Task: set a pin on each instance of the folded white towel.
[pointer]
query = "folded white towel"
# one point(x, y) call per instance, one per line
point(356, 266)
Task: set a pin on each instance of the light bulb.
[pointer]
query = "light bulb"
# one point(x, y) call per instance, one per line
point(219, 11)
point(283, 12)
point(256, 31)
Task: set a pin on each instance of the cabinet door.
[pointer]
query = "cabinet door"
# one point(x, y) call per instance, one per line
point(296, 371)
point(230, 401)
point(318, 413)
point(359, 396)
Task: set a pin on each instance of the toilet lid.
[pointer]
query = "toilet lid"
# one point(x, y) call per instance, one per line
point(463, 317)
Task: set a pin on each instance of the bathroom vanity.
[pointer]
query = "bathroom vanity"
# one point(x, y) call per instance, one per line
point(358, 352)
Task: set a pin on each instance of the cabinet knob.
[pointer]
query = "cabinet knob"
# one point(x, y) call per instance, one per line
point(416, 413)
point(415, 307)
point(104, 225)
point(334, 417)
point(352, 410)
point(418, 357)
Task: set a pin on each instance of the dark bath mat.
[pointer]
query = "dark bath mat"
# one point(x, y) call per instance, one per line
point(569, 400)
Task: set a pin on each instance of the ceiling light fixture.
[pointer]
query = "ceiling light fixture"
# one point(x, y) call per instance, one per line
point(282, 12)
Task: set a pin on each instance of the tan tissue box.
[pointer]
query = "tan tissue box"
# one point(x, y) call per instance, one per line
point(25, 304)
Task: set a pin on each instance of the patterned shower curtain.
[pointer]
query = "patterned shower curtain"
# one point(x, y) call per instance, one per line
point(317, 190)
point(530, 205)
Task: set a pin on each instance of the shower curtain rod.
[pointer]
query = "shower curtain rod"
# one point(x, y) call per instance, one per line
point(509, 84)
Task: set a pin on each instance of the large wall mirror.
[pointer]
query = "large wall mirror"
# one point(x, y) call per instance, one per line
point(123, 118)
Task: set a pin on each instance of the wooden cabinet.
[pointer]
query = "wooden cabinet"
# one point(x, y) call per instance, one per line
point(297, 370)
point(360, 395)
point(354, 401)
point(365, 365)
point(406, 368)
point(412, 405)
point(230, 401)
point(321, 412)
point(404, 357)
...
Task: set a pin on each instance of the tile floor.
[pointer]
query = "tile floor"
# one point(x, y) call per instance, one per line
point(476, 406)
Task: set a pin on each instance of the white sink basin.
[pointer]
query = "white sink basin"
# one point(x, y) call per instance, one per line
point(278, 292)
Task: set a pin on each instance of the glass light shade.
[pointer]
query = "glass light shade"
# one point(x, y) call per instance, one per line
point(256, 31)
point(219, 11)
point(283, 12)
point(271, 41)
---
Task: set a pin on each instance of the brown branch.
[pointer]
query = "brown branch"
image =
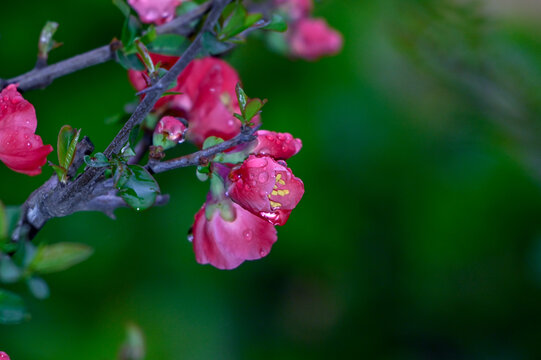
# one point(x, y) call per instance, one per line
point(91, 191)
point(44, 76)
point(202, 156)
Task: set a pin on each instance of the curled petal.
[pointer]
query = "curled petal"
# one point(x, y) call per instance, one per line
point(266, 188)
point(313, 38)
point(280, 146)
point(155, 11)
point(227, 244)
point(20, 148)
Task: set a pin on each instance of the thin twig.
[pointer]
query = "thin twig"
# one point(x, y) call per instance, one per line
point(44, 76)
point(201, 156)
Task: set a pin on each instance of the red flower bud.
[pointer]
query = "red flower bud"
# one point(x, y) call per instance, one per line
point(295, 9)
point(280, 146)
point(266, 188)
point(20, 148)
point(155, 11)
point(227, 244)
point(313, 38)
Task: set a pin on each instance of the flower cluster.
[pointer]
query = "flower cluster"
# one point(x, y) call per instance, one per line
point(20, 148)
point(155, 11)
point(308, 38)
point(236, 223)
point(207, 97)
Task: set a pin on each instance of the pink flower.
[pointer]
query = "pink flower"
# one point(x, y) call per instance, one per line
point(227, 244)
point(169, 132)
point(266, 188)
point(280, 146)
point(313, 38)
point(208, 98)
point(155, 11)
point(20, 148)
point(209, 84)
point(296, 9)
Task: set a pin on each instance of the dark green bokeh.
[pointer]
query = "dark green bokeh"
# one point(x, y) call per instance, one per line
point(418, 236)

| What to produce |
Find every line in the records above that holds the word "knob", and copy each one.

| Reply to the task |
Task: set a pin on each instance of the cabinet knob.
query = "cabinet knob"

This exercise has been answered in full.